EXERCISE REQUIREMENTS:
Copy each line of the entries that contains the word "green".

Data items:
== Segment start ==

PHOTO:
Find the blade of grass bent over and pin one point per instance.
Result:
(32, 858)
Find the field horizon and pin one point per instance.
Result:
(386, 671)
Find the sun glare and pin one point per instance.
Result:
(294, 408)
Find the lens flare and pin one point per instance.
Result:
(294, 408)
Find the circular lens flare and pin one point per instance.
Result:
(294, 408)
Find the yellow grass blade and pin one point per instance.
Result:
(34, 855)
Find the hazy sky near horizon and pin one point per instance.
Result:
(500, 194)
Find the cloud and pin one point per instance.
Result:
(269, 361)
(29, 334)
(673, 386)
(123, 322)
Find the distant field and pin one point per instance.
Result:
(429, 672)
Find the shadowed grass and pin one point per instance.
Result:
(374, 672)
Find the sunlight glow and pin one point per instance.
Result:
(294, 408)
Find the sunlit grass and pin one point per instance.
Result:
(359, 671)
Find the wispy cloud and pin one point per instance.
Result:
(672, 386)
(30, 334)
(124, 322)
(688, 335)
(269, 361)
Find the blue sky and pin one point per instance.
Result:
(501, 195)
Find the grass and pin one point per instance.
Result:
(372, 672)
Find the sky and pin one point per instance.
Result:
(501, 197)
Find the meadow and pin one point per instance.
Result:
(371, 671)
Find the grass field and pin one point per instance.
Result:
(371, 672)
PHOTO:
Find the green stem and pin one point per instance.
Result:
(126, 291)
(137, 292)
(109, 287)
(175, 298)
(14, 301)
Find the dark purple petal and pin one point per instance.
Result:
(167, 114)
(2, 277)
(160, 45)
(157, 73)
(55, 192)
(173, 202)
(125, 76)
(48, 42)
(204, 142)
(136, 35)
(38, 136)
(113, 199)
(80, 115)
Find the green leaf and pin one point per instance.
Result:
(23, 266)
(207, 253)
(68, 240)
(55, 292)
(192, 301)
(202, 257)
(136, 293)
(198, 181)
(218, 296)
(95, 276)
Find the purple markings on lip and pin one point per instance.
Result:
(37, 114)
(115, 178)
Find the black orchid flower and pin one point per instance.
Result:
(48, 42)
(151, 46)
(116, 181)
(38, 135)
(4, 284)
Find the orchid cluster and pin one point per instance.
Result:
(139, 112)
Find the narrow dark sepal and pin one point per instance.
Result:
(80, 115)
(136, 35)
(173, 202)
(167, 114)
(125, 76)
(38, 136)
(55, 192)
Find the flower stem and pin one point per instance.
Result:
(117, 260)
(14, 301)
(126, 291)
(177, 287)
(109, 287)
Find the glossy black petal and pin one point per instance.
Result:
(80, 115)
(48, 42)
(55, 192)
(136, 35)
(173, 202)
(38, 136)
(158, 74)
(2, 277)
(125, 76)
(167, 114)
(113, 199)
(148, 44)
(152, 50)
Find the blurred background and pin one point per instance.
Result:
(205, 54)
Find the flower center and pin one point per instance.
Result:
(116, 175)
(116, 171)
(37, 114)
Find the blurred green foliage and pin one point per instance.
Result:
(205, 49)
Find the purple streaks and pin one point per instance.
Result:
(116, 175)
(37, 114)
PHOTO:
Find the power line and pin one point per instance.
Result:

== Segment end ==

SOLVED EXERCISE:
Find the green stem and pin one point per instance.
Find the green leaf and pin one point per instance.
Find the blurred green foliage and pin one point per instance.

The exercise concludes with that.